TASKS TO PERFORM ->
[1] According to the article about the Care-A-Van, how much does the van cost to run each year?
[2] Repeat the part of the Care-A-Van article starting with "In spring, the" and going on through "result, she added.".
*** PASSAGE TO READ ***
Health Services for the Homeless

Care-A-Van adds dental, optometry programs
Mobile health service for the homeless, needy has made a big difference

Spencer Anderson
Comox Valley Echo

Friday, December 03, 2010

It may look like an ordinary RV from the outside, but the volunteer-run, mobile medical clinic known as the Care-A-Van is a much-needed safety net for the Comox Valley’s homeless.

It travels on a fixed route three times a week and provides free medical treatment such as tending to cuts and infections. Now, in addition to providing counselling services and medicine, the Care-A-Van crew will help clients get access to dental and eye care.

In spring, the Care-A-Van will have been on the streets for two years, a vindication of the initiative of Dawn to Dawn member and registered nurse Helen Boyd.

Boyd modeled her idea for the Care-A-Van after similar experiments in Toronto and other cities. As far as she knows, the Comox’s Valley’s Care-A-Van is the only one in existence west of Calgary.

However, she’s convinced it’s a winning idea, and cites her Care-A-Van’s performance here as proof.

It only costs $15,000 a year to run, she said, and has so far treated 300 people. Many of the people who use the service would not normally go to get treatment in a traditional clinic, and often endure terrible illness as a result, she added.
*** PROVIDED RECORDS ***
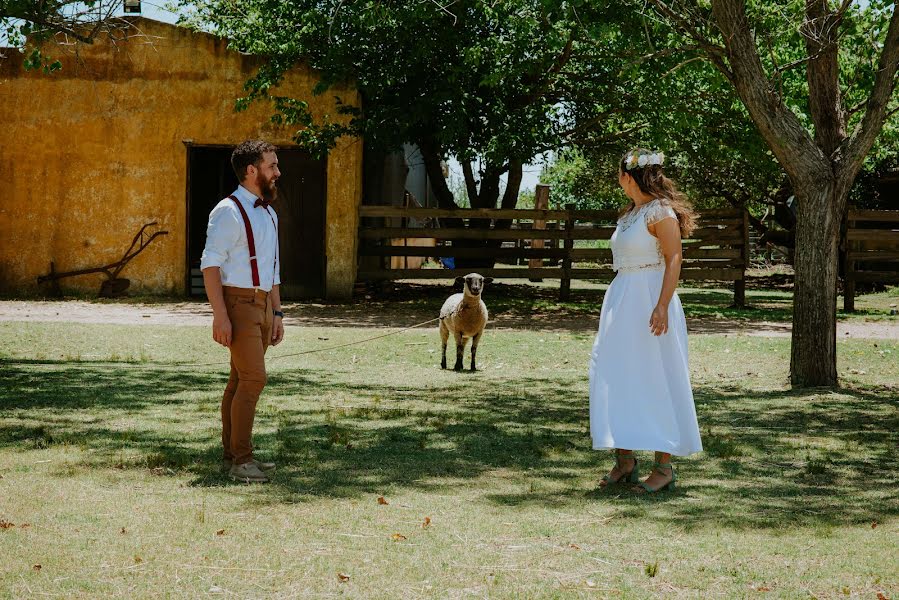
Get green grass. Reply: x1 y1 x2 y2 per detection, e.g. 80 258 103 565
0 322 899 598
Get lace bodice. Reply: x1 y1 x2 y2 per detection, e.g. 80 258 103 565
610 199 677 272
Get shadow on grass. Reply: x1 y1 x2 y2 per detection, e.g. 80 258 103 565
0 361 899 529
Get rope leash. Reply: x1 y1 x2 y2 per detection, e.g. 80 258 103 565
0 317 440 369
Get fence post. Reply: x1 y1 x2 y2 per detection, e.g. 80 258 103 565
559 204 575 301
842 208 855 312
734 208 749 308
520 183 549 282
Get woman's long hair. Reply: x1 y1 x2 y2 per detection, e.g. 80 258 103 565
618 148 696 238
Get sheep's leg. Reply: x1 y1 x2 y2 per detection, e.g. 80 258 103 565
453 331 468 371
440 319 449 369
471 331 484 371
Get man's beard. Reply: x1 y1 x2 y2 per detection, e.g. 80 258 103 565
256 173 278 203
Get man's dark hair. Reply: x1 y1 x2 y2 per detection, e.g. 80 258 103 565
231 140 277 182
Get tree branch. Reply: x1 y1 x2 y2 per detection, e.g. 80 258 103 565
801 0 846 156
838 5 899 179
461 160 478 206
712 0 830 182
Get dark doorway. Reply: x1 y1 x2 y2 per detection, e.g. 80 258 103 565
187 145 326 299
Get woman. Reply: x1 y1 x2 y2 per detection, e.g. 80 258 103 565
590 148 702 493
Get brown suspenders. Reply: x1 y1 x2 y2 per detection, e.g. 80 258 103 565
228 194 278 288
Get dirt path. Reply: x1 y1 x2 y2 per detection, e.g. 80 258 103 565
0 300 899 339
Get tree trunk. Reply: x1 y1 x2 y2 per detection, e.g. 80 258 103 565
790 180 847 387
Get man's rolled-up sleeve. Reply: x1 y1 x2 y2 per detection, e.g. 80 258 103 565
200 205 240 270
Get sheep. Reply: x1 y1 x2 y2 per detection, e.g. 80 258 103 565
440 273 493 371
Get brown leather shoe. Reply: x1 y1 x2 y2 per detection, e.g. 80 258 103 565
228 462 268 483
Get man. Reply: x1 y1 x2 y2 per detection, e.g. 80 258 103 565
200 140 284 483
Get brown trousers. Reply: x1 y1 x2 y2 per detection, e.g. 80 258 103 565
222 286 272 464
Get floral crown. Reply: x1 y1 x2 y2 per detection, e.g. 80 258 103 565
624 152 665 171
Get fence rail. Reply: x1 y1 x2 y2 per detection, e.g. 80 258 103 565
843 209 899 312
357 206 749 306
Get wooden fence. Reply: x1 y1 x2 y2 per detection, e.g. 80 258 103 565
357 206 749 307
843 209 899 312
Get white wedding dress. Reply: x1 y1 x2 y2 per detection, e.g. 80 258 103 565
590 200 702 456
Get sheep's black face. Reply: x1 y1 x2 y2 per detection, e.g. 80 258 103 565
465 273 492 296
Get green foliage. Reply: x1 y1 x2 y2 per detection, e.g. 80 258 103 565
178 0 648 169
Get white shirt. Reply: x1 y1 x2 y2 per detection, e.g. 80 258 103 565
200 185 281 292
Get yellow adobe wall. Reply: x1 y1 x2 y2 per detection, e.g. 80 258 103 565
0 19 362 298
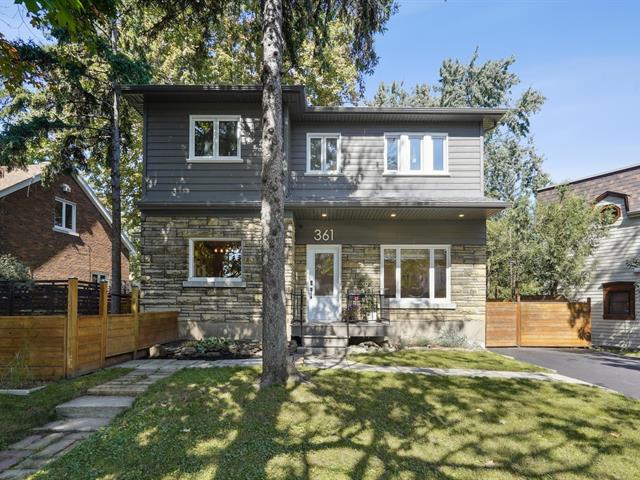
***
ANSWERS BY TASK ->
[1] $15,000 a year.

[2]
In spring, the Care-A-Van will have been on the streets for two years, a vindication of the initiative of Dawn to Dawn member and registered nurse Helen Boyd.

Boyd modeled her idea for the Care-A-Van after similar experiments in Toronto and other cities. As far as she knows, the Comox’s Valley’s Care-A-Van is the only one in existence west of Calgary.

However, she’s convinced it’s a winning idea, and cites her Care-A-Van’s performance here as proof.

It only costs $15,000 a year to run, she said, and has so far treated 300 people. Many of the people who use the service would not normally go to get treatment in a traditional clinic, and often endure terrible illness as a result, she added.